Compute how many lines in the entries below include the string "rough". Only the number is wanted.

**Recorded data**
..............................
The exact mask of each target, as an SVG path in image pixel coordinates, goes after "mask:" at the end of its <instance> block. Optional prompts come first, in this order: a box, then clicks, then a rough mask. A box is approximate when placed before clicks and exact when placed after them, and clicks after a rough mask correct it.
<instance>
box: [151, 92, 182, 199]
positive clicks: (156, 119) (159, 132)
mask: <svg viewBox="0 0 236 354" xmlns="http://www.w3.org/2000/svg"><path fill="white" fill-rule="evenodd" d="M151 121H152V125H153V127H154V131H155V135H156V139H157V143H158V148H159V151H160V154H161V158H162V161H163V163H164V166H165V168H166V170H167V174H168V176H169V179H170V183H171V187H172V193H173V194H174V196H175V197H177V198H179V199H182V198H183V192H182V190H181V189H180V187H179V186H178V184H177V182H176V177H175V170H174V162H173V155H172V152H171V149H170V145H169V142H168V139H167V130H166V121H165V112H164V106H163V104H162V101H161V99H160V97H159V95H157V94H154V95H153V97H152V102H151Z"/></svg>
..............................
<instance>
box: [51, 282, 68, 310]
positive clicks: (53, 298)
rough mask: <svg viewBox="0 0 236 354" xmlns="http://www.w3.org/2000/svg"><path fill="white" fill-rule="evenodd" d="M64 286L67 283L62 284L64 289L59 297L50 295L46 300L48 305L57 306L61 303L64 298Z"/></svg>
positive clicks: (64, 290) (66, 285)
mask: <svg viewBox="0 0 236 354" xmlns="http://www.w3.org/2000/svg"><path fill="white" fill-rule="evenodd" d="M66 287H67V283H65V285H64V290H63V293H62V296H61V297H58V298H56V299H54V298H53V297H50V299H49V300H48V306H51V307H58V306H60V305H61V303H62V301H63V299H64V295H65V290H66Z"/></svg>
..............................
**Reply**
2